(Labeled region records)
**********
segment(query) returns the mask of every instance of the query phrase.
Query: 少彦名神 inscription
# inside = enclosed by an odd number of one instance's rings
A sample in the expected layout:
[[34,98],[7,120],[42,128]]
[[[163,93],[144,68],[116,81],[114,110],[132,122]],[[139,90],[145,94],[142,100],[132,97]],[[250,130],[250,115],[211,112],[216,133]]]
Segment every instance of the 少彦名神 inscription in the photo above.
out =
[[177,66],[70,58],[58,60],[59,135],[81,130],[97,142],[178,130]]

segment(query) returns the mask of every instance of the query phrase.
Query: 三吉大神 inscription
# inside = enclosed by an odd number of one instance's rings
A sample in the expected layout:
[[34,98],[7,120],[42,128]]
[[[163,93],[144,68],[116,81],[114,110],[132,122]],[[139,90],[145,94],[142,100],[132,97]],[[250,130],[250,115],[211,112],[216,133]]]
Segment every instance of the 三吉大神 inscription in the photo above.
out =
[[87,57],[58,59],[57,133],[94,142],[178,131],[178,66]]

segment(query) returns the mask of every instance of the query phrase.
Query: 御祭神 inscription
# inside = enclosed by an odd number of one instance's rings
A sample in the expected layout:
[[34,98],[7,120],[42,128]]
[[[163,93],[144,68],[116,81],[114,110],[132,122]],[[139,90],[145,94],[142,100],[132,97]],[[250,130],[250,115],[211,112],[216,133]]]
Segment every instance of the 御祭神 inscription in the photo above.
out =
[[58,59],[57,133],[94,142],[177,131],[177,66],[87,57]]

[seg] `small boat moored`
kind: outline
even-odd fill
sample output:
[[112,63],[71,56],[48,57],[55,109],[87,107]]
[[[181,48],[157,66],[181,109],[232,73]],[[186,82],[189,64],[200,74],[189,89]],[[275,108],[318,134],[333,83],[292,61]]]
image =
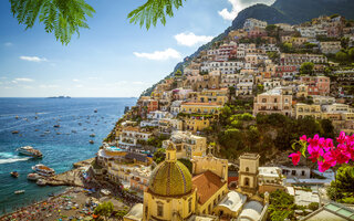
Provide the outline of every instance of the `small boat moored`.
[[10,172],[11,177],[18,178],[19,177],[19,172],[18,171],[12,171]]
[[38,173],[29,173],[29,175],[27,176],[27,179],[28,179],[28,180],[31,180],[31,181],[37,181],[37,180],[40,179],[40,178],[41,178],[41,176],[38,175]]
[[38,157],[38,158],[43,157],[43,155],[40,150],[34,149],[31,146],[20,147],[17,149],[17,151],[19,151],[19,154],[21,154],[21,155],[27,155],[27,156],[31,156],[31,157]]
[[24,190],[17,190],[17,191],[14,191],[14,194],[21,194],[21,193],[24,193]]
[[45,165],[35,165],[32,167],[32,170],[43,177],[51,177],[55,175],[55,170],[46,167]]

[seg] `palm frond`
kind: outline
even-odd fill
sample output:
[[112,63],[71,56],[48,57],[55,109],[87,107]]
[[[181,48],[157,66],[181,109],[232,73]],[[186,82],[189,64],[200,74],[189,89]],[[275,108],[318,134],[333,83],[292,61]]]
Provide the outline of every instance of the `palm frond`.
[[75,32],[80,35],[80,29],[88,29],[87,17],[95,12],[85,0],[10,0],[10,3],[13,17],[25,29],[39,21],[65,45]]
[[145,24],[148,30],[153,24],[156,27],[159,20],[162,24],[166,24],[166,15],[174,17],[174,8],[178,10],[186,0],[147,0],[146,3],[133,10],[128,14],[131,23]]

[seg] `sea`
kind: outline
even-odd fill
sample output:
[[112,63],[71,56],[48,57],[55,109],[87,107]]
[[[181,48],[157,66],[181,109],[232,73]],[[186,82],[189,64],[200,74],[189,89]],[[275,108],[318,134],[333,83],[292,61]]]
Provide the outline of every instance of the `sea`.
[[[133,97],[0,98],[0,214],[63,191],[64,187],[39,187],[27,175],[38,164],[60,173],[72,169],[73,162],[95,157],[125,106],[135,103]],[[22,146],[41,150],[43,158],[19,155],[17,148]],[[18,171],[19,178],[12,178],[11,171]],[[25,192],[14,194],[17,190]]]

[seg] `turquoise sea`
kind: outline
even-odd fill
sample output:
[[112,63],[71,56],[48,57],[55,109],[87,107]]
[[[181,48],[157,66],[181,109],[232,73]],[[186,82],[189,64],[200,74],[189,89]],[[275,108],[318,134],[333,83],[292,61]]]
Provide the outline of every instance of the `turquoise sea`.
[[[37,164],[59,173],[71,169],[73,162],[94,157],[124,107],[135,103],[136,98],[0,98],[0,214],[63,190],[39,187],[28,181],[27,175]],[[91,134],[96,136],[90,137]],[[20,156],[15,149],[22,146],[32,146],[44,157]],[[13,170],[20,173],[19,178],[10,176]],[[15,190],[25,192],[14,194]]]

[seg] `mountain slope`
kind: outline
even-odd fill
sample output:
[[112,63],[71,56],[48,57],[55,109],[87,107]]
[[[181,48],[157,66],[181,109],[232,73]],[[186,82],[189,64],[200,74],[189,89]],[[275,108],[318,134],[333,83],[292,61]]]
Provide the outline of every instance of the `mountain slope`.
[[[194,54],[185,57],[184,62],[178,63],[174,72],[178,69],[183,71],[184,64],[195,57],[200,51],[209,49],[214,42],[221,40],[230,31],[243,27],[246,19],[253,18],[267,21],[270,24],[274,23],[303,23],[311,21],[320,15],[332,15],[339,13],[346,19],[354,19],[354,0],[277,0],[272,6],[258,3],[239,12],[223,33],[212,39],[209,43],[200,46]],[[168,76],[171,76],[171,72]],[[142,95],[149,95],[156,86],[147,88]]]

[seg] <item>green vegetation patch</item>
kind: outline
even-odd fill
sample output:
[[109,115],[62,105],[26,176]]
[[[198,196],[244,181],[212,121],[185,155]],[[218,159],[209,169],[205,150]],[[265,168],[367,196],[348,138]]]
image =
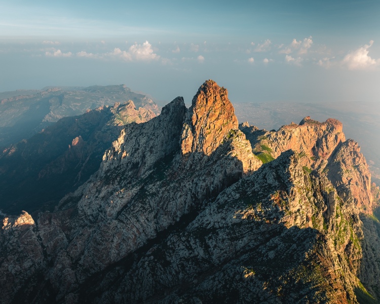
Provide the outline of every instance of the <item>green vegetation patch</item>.
[[272,149],[270,148],[268,146],[265,145],[264,144],[261,144],[260,145],[260,146],[261,147],[261,149],[263,151],[268,151],[268,152],[272,152]]
[[365,289],[361,282],[354,290],[356,299],[360,304],[375,304],[378,302]]

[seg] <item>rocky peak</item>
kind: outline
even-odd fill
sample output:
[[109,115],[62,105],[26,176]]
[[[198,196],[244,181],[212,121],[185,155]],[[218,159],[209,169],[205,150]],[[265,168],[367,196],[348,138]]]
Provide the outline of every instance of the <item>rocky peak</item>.
[[232,129],[238,128],[228,92],[213,81],[206,81],[193,99],[182,129],[182,154],[202,152],[209,156]]

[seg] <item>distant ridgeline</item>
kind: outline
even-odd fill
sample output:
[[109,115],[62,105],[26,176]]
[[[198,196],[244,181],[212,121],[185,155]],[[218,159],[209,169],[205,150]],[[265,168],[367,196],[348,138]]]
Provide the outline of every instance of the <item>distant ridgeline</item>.
[[134,93],[124,85],[0,93],[0,148],[27,139],[63,117],[128,100],[137,108],[160,113],[159,107],[147,96]]
[[2,194],[3,303],[379,302],[380,191],[339,121],[239,125],[212,80],[153,116],[104,107],[6,149],[15,197],[70,185]]
[[21,93],[0,93],[0,146],[12,143],[0,154],[0,209],[11,214],[54,209],[98,169],[125,125],[160,111],[124,85],[12,96]]

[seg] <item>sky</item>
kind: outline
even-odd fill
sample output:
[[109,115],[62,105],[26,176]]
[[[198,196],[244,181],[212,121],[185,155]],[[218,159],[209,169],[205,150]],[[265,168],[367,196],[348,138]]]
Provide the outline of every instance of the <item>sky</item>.
[[0,0],[0,92],[124,84],[191,103],[380,96],[380,2]]

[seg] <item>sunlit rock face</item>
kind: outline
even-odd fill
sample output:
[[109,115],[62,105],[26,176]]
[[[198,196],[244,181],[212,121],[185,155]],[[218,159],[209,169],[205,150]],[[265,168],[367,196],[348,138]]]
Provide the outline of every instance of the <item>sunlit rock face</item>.
[[[362,246],[378,242],[361,220],[372,215],[370,185],[340,122],[239,126],[227,90],[207,81],[189,108],[177,97],[158,117],[126,126],[54,212],[5,217],[0,266],[3,282],[14,283],[1,295],[5,303],[32,295],[37,303],[358,303],[377,296],[358,278],[370,291],[377,286],[376,269],[361,274],[377,260]],[[13,223],[26,217],[23,234]],[[29,252],[25,265],[20,256]]]

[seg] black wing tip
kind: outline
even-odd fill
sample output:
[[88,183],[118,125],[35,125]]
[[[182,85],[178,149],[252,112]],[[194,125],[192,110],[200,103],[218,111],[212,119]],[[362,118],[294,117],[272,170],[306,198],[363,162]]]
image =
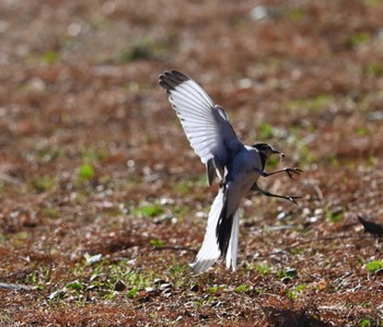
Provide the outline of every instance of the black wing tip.
[[160,74],[159,83],[165,90],[172,91],[175,90],[177,85],[181,85],[183,82],[188,80],[190,80],[189,77],[175,69],[172,69],[165,70],[162,74]]

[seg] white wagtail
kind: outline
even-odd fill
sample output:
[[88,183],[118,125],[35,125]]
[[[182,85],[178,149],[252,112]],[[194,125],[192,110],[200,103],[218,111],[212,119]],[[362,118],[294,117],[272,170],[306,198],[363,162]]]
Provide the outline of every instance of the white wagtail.
[[209,95],[189,77],[176,71],[160,75],[160,84],[166,90],[169,101],[176,112],[192,148],[206,164],[209,186],[217,174],[219,192],[211,206],[205,240],[192,264],[193,273],[210,268],[222,255],[227,267],[236,269],[239,242],[239,206],[251,190],[268,197],[295,202],[300,197],[274,195],[260,189],[259,176],[267,177],[287,173],[290,178],[300,174],[299,168],[285,168],[274,173],[264,172],[268,157],[276,153],[285,155],[266,143],[244,145],[229,122],[227,113],[214,105]]

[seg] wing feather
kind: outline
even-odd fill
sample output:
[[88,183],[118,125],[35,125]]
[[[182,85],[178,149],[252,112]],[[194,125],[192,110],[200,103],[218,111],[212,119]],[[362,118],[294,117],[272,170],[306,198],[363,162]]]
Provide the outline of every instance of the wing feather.
[[176,112],[193,150],[207,164],[214,159],[225,165],[241,147],[223,108],[214,105],[210,96],[189,77],[179,71],[165,71],[160,84]]

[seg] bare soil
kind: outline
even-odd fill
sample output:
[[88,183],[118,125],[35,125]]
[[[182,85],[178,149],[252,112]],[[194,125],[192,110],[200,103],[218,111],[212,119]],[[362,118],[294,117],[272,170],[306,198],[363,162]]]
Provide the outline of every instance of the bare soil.
[[[383,326],[383,2],[0,3],[1,326]],[[240,267],[190,276],[217,186],[177,69],[299,179],[249,195]]]

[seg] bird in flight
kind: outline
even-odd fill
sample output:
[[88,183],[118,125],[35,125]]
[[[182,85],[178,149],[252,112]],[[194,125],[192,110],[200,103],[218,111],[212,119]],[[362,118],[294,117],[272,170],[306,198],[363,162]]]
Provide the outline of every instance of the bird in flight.
[[202,246],[195,262],[194,275],[209,269],[220,256],[227,268],[236,269],[239,244],[239,207],[251,191],[268,197],[287,199],[297,205],[300,197],[280,196],[258,187],[259,176],[286,173],[290,178],[302,173],[299,168],[285,168],[266,173],[265,165],[272,154],[283,153],[266,143],[244,145],[236,137],[224,109],[189,77],[179,71],[165,71],[160,85],[166,90],[169,101],[178,116],[193,150],[206,165],[207,182],[211,186],[217,176],[218,195],[211,206]]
**********
▸ **REQUIRED WORK**:
Copy out exactly the lines running from the line with "[seg] wing feather" to the end of the records, inclusive.

▸ **REPLY**:
[seg] wing feather
kind: outline
even-odd fill
sample output:
[[88,183],[118,125],[35,125]]
[[[182,85],[178,149],[252,112]],[[194,125],[192,110],[200,103],[218,111],[212,119]],[[362,118],[294,117],[272,170],[306,198],[363,162]]]
Provide the outline of every instance of the wing feather.
[[176,112],[193,150],[207,164],[214,159],[225,165],[241,147],[223,108],[214,105],[210,96],[189,77],[179,71],[165,71],[160,84]]

[seg] bare soil
kind: outline
even-odd fill
sample output:
[[88,183],[118,125],[35,125]]
[[[182,85],[178,149],[252,112]],[[194,125],[192,110],[200,103],[218,111],[212,119]],[[362,118],[294,117],[272,170],[306,198],[363,162]]]
Provide the outline of every instance of the bare soil.
[[[383,326],[383,2],[0,3],[1,326]],[[240,267],[190,276],[217,186],[177,69],[299,179],[249,195]]]

[seg] bird in flight
kind: outline
even-odd fill
sample output:
[[88,183],[118,125],[35,125]]
[[[182,85],[178,149],[252,112]],[[194,125],[192,110],[200,103],[218,111],[212,119]],[[362,118],[294,117],[272,170],[306,198],[363,162]]]
Provide the outline of every instance of the bird in flight.
[[202,246],[195,262],[194,275],[209,269],[220,256],[227,268],[236,269],[239,244],[239,207],[251,191],[268,197],[287,199],[297,205],[300,197],[280,196],[258,187],[259,176],[286,173],[290,178],[302,173],[299,168],[285,168],[266,173],[265,165],[272,154],[283,153],[266,143],[244,145],[236,137],[224,109],[189,77],[179,71],[165,71],[160,85],[166,90],[169,101],[178,116],[193,150],[206,165],[207,182],[211,186],[217,176],[218,195],[211,206]]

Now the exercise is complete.